## Document excerpt
High-Pitched Sounds and Silence Gaps
Here is a pictorial representation of the high-pitched avian sounds (around 4000 Hz) coupled with silence gaps between vocalizations.
Human speech is around 100Hz and piano sounds are around 2000 Hz and these datasets do not contain silence gaps or environmental
noise like bird sound datasets do. This is makes bird sound synthesis an extremely challenging task!
How did we choose the final training samples?
We manually went through 3-4 random audio clips for all the species folders and rated them on
a scale of 1-5 on the following attributes:
Silence gaps between calls: Less = better
Vocalization of background species: We decided to retain audio clips where background
species had sounds as opposed to complete silence
Sharpness and clarity of foreground calls
Number of training samples per folder for each species: More = better
We chose 2,336 audio samples out of the lot by filtering the ratings which were 4.5 or above. These were used towards
training (88%), validation (6%) and test (6%).
Model Choice
There exist many potential ways to synthesize sounds (autoregressive, GAN, diffusion, flow based).
However, we decided to go with autoregressive methods as we thought these may be suitable to yield good quality generated audio.
This is because autoregressive models can tractably compute exact likelihoods of unbounded length,
making them appropriate for high entropy distribution problems such as bird sound synthesis. Before arriving to this conclusion,
also experimented with a variety of models types such as WaveGAN, DiffWave, parallel WaveGAN (vocoder) and SaShiMi. In our experiments,
we found parallel WaveGAN vocoder to recreate high-fidelity audio from a spectrogram representation. However, this was not an end-to-end
generation framework and we would need to train a spectrogram generator separately for this task. So our next best choice was to go with
SaShiMi, an autoregressive state-of-the-art state space model for unconditional generation.

## Task to complete
Rewrite the bird sound synthesis text between "Model Choice" and "quality generated audio.", inclusive, changing "diffusion" to "score-based". You won't need the rows for this.

## Records shown
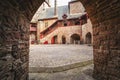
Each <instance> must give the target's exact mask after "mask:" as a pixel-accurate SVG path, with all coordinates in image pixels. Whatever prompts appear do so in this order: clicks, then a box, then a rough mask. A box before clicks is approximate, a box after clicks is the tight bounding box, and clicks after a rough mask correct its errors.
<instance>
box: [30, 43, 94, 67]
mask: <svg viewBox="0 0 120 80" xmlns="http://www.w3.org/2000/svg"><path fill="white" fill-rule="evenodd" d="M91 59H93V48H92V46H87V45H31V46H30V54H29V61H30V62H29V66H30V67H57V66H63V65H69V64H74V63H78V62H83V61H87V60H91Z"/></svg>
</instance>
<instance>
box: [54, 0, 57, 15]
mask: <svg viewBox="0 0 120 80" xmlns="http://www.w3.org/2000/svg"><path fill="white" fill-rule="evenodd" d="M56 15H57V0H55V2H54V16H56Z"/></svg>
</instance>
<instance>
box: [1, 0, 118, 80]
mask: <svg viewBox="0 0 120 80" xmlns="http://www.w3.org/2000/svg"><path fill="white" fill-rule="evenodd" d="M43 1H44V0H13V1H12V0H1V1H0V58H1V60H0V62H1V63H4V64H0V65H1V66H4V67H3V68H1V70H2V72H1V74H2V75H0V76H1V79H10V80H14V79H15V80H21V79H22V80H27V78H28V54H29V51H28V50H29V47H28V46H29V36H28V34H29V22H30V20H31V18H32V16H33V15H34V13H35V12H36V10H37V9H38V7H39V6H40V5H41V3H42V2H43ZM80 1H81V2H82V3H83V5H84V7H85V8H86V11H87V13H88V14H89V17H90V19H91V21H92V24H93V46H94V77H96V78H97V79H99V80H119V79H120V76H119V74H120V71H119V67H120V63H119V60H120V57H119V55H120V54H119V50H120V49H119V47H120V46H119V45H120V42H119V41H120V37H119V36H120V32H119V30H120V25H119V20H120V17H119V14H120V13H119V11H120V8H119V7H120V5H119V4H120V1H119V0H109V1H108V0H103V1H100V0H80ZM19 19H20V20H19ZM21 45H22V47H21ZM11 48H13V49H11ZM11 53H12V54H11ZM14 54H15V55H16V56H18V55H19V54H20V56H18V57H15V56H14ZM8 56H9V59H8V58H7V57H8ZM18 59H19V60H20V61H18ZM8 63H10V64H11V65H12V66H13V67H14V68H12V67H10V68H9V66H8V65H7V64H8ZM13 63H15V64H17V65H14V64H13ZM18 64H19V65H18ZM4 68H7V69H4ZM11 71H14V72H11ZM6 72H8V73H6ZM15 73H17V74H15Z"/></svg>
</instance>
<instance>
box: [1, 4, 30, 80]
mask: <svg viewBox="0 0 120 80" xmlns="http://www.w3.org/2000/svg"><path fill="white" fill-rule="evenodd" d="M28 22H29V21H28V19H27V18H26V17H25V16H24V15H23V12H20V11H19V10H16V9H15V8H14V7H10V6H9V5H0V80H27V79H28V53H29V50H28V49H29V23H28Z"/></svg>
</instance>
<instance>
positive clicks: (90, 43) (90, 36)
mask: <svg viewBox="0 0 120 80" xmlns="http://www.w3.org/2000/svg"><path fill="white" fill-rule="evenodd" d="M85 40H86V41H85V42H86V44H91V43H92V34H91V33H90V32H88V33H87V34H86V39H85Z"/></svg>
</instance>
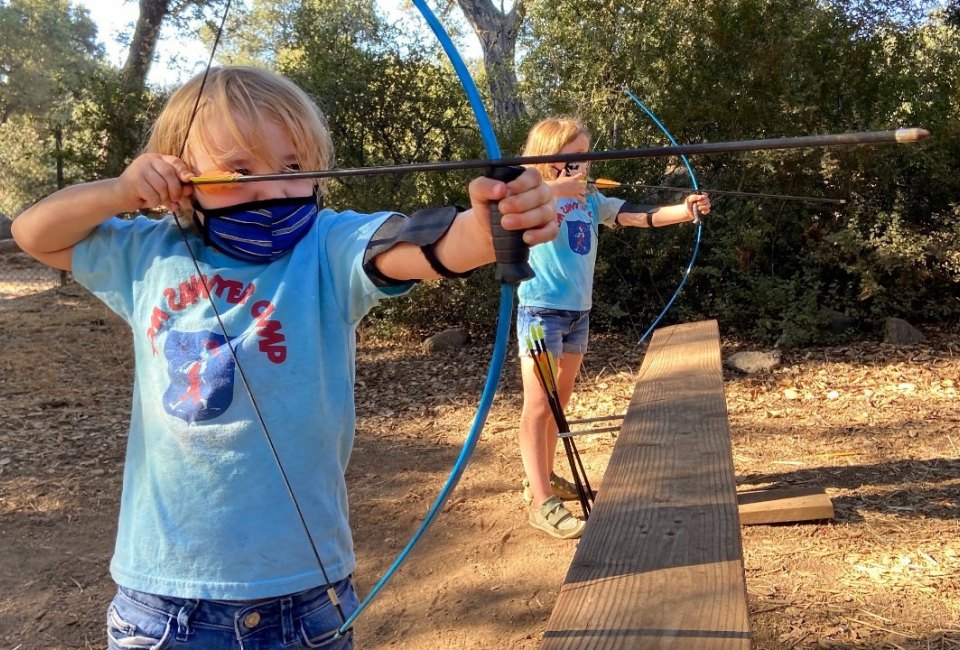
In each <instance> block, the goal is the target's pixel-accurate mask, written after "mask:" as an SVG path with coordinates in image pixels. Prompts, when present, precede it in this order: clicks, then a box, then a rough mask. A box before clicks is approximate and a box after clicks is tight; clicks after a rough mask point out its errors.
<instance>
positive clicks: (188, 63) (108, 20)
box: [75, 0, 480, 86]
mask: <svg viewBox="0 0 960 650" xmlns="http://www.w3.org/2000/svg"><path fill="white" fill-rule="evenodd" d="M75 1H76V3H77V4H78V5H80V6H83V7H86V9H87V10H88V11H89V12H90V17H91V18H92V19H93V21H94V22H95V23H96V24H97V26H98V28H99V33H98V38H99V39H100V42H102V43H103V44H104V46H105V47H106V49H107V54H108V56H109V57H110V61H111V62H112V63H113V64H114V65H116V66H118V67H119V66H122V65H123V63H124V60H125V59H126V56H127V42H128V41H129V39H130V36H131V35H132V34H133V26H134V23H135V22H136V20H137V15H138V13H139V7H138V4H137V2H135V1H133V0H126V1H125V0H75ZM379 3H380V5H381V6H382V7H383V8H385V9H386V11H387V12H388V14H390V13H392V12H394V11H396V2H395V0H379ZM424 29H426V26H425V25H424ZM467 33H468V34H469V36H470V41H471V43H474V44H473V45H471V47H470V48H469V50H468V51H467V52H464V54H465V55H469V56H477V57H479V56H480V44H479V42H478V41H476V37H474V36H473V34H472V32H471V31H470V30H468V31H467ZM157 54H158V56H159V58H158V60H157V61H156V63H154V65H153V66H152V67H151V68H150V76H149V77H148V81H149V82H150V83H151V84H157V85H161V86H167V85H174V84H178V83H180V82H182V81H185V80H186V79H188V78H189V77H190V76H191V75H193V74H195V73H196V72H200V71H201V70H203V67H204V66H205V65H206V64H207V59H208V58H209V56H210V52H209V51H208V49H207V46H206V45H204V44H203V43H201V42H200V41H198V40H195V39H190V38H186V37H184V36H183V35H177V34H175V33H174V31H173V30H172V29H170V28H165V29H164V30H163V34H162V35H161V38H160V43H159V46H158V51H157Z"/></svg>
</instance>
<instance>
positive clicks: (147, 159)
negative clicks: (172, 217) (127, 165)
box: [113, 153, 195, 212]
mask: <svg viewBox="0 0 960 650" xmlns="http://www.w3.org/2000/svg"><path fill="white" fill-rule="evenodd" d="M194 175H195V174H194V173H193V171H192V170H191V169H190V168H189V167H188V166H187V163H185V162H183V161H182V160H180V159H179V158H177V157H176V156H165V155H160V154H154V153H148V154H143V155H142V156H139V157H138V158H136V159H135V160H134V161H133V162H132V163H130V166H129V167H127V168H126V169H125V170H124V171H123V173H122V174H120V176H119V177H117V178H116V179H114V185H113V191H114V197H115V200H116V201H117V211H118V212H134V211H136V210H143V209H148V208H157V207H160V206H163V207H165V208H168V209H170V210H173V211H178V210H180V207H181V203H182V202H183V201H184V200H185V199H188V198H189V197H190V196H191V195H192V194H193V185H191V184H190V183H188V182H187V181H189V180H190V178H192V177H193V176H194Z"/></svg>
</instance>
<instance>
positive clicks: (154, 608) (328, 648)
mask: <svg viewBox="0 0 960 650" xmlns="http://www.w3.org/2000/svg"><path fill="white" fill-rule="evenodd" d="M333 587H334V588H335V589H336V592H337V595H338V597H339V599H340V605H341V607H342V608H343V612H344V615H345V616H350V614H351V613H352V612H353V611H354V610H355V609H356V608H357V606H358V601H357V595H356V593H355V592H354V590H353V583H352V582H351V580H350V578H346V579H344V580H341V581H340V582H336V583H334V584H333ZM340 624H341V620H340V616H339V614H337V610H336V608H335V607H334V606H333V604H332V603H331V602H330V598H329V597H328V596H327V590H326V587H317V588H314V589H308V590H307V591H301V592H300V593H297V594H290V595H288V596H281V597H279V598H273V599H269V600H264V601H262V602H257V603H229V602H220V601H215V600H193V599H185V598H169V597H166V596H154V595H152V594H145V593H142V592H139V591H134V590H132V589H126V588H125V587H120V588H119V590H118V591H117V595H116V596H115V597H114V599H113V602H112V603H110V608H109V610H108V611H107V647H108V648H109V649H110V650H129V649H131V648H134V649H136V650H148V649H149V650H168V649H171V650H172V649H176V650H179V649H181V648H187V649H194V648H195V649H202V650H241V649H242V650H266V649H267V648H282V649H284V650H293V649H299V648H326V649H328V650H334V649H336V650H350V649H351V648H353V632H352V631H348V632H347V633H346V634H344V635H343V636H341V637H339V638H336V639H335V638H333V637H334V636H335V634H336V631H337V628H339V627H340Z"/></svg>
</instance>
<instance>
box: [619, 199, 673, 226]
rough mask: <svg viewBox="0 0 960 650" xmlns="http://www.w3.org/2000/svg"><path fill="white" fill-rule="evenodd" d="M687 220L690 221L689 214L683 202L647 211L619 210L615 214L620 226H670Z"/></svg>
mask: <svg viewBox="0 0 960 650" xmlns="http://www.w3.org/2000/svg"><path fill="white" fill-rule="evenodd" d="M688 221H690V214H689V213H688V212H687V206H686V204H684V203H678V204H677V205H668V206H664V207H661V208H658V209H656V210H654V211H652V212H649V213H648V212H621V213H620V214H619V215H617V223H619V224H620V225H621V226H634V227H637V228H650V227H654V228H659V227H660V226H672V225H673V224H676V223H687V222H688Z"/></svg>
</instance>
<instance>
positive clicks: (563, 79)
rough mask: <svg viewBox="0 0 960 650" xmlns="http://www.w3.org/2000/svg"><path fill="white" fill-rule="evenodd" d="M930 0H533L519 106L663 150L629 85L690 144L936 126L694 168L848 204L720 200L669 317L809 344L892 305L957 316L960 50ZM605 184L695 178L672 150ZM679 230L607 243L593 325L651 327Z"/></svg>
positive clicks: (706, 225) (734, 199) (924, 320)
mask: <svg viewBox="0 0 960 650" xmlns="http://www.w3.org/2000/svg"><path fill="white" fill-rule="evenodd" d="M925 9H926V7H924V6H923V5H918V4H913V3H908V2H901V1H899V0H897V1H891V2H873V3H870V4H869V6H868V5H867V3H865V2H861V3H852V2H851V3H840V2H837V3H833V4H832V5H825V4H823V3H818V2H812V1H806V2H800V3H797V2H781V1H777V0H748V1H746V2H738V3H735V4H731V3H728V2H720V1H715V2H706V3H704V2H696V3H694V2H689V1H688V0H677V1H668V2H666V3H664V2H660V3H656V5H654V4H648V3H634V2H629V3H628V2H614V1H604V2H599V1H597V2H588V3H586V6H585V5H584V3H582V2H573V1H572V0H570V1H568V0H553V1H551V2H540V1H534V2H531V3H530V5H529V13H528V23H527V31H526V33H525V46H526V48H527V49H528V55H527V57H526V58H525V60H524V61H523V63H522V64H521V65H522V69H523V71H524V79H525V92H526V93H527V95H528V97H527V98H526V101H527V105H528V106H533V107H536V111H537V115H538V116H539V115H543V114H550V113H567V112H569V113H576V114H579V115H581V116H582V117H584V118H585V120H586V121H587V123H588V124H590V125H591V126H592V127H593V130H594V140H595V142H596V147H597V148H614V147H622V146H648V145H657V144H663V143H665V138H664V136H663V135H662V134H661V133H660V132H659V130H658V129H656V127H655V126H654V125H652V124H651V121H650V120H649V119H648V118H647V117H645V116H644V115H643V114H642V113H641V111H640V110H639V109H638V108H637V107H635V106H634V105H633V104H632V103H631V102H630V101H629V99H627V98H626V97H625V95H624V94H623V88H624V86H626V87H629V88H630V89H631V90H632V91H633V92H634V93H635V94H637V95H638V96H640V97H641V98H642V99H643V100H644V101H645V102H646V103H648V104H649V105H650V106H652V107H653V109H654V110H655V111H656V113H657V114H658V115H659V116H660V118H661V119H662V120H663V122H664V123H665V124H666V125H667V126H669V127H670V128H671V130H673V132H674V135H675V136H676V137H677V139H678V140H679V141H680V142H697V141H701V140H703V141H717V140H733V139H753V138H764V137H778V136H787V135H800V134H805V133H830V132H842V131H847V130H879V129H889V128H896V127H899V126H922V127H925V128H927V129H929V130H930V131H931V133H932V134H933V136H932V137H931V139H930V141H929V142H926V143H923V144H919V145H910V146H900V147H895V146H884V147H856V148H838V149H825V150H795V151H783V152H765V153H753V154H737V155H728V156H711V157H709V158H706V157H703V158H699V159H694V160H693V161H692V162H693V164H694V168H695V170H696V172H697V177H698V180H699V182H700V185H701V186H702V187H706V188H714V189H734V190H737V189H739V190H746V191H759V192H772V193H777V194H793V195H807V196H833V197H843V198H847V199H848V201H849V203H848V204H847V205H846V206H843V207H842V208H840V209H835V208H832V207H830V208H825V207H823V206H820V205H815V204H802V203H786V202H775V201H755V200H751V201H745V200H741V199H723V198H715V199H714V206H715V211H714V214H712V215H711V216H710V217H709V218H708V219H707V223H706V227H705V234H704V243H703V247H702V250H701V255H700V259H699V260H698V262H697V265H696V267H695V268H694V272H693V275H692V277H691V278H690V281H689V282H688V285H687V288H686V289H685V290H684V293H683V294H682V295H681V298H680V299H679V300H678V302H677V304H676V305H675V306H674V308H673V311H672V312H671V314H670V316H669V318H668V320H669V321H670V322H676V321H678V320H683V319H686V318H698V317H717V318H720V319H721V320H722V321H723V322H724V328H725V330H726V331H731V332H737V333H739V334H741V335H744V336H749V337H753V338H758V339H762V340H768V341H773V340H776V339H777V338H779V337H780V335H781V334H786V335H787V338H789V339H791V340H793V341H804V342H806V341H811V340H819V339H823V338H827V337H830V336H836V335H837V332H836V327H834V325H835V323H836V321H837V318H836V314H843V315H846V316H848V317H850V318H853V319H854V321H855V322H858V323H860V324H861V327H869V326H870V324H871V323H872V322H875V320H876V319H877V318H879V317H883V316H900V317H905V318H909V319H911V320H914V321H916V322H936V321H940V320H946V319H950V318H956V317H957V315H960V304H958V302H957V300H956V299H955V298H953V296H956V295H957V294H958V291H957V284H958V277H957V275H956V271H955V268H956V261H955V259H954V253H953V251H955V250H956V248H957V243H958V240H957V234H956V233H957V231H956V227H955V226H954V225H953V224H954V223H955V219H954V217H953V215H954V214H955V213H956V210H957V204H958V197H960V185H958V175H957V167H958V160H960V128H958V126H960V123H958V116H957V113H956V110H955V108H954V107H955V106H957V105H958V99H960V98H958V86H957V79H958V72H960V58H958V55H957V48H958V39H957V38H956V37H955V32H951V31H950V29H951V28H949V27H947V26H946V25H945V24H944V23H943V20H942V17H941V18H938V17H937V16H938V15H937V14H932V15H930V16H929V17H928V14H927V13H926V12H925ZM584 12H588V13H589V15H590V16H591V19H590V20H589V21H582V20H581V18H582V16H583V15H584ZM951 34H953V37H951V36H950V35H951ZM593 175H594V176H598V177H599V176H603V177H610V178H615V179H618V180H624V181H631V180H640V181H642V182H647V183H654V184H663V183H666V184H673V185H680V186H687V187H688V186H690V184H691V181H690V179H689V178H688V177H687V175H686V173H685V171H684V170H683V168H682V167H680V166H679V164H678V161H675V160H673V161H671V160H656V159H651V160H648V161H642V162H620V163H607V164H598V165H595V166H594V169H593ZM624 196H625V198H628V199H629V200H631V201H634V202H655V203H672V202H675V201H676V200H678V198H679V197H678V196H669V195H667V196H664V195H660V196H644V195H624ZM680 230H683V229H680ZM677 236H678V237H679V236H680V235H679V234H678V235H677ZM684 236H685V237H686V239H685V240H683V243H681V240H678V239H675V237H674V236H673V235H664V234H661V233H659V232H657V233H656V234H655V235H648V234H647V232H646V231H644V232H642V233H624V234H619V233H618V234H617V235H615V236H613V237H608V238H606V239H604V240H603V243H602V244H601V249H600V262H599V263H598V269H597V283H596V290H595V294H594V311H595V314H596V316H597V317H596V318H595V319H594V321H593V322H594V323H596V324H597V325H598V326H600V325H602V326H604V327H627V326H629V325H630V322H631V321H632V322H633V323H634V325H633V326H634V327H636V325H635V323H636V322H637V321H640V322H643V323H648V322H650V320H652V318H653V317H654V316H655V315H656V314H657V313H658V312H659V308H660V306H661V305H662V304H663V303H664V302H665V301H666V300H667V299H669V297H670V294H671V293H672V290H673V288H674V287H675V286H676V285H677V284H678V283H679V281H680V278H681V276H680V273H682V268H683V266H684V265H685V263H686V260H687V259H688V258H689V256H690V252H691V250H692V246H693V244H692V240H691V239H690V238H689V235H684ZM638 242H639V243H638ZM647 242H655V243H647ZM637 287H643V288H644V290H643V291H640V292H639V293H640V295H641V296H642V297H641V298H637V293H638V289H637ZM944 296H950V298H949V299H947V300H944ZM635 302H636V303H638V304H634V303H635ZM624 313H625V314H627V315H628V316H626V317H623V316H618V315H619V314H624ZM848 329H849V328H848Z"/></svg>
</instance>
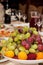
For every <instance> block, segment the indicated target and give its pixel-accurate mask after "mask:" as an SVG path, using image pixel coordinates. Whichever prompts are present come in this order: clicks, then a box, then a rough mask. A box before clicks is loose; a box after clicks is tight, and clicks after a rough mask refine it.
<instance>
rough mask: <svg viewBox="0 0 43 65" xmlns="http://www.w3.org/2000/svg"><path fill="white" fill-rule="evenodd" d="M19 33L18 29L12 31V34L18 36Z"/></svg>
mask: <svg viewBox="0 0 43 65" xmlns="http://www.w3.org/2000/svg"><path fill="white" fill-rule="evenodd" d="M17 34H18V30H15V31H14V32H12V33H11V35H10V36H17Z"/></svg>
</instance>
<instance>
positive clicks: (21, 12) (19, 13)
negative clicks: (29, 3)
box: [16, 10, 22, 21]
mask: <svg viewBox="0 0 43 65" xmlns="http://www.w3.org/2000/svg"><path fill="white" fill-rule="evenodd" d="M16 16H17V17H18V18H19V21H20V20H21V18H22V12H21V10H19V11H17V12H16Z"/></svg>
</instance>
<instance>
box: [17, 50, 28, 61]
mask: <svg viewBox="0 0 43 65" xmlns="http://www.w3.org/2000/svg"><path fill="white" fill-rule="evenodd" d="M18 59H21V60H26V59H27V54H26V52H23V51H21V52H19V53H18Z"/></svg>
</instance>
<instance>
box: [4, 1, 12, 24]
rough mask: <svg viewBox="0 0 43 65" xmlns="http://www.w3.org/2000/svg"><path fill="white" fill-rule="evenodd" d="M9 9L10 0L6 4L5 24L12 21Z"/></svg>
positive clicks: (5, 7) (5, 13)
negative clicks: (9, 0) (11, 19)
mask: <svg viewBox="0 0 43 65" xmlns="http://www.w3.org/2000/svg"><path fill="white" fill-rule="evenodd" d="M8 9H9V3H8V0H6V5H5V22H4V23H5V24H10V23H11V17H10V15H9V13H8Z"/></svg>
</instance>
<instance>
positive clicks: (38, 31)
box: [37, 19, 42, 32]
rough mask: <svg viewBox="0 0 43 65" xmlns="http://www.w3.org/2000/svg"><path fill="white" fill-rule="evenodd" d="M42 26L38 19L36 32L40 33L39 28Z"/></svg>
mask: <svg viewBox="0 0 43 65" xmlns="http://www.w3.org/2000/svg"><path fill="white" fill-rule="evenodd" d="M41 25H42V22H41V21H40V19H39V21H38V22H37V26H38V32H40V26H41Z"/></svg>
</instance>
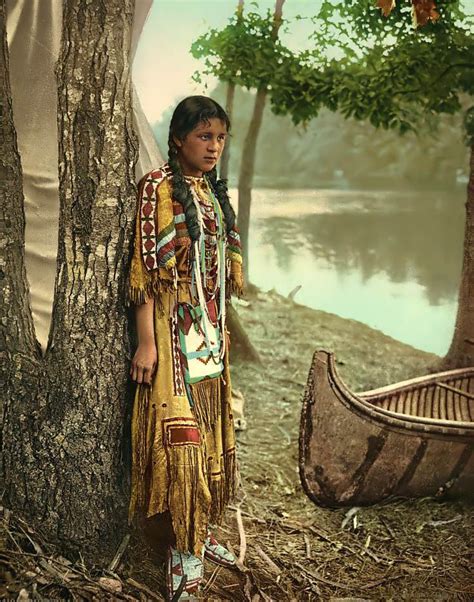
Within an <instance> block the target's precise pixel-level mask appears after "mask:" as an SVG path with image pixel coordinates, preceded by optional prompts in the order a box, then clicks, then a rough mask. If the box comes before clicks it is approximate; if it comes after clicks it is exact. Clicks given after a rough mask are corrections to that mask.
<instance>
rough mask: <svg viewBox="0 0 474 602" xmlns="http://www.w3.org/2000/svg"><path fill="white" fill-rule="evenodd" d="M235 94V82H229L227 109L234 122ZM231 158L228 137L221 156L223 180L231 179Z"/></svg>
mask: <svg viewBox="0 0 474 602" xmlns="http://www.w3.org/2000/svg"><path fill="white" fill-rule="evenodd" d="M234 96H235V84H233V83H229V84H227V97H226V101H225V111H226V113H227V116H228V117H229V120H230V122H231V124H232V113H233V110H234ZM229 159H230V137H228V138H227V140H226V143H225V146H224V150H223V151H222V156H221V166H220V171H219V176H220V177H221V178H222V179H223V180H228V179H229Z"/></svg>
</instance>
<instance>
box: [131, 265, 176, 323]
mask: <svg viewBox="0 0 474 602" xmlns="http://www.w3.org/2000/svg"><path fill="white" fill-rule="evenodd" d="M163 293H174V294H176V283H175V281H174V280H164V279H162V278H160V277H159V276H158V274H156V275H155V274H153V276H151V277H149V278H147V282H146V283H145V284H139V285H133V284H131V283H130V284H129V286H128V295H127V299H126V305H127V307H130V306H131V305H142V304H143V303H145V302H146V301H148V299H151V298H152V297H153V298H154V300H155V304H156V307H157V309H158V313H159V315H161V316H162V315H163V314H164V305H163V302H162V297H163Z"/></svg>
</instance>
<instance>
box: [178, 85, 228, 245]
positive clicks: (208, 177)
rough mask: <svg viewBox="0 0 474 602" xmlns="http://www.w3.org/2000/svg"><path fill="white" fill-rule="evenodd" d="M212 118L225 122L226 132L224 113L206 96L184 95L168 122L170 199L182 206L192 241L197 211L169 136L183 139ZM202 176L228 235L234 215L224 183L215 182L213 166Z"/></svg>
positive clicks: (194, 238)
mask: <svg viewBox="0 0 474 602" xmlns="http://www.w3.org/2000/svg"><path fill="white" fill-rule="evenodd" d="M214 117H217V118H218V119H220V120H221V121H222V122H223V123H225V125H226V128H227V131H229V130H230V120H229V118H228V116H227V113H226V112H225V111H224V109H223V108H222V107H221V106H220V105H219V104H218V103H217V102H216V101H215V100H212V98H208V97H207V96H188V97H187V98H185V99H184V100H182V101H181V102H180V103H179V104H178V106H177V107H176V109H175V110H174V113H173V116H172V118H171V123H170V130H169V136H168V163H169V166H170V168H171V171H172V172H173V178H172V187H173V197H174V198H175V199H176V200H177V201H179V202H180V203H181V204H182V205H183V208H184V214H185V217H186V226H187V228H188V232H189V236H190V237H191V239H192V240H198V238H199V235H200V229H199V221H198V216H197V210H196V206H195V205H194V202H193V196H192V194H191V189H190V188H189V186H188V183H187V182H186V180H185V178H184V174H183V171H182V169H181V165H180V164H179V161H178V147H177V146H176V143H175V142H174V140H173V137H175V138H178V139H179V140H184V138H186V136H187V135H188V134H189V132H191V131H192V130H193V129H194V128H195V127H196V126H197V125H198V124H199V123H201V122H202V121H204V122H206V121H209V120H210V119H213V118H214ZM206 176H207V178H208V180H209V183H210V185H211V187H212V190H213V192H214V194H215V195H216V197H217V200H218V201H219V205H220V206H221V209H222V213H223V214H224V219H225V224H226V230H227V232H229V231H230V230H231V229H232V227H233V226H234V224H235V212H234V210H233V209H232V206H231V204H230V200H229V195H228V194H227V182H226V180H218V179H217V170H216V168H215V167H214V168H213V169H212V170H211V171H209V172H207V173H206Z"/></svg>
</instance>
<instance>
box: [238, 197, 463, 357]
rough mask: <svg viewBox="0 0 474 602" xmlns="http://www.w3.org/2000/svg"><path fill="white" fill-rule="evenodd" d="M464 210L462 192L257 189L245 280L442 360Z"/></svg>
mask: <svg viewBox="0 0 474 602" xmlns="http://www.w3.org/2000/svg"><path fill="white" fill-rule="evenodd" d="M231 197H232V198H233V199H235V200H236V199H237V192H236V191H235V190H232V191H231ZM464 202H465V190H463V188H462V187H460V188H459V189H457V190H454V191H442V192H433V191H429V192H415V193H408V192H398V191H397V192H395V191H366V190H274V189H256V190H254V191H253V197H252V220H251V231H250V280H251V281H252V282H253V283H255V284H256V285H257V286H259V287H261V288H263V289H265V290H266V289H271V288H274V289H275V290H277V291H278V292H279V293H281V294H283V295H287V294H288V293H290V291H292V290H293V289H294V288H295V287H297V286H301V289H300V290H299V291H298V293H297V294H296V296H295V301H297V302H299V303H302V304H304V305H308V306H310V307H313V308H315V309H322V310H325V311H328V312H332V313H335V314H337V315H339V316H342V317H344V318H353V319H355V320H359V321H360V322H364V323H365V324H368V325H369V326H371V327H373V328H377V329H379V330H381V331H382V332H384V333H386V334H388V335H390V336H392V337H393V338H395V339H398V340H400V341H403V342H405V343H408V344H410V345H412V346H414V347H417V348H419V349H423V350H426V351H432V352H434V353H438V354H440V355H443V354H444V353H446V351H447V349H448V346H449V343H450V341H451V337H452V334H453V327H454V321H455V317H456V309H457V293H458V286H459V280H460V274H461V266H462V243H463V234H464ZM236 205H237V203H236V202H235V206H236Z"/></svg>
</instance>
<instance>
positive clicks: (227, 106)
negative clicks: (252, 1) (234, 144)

## Answer
Model Choice
There exist many potential ways to synthesize sounds (autoregressive, GAN, score-based, flow based).
However, we decided to go with autoregressive methods as we thought these may be suitable to yield good quality generated audio.